### Activity
Once the images are set aside, print the remaining lines below exactly.

### Input material

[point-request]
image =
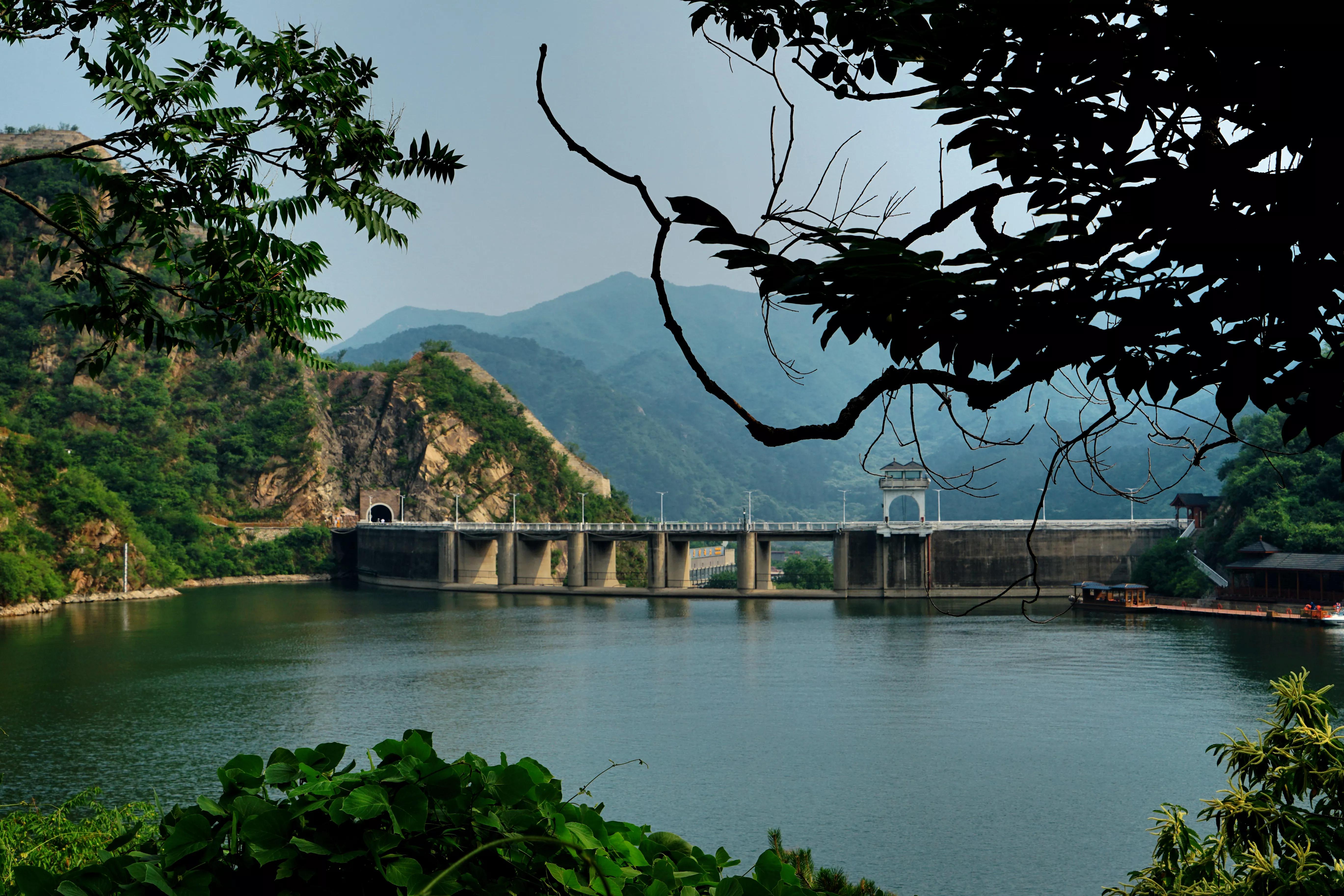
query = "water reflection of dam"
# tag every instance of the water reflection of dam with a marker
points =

### Exercise result
[point-request]
image =
query = "water reflection of dam"
# tag every instance of the water reflection of dam with a marker
points =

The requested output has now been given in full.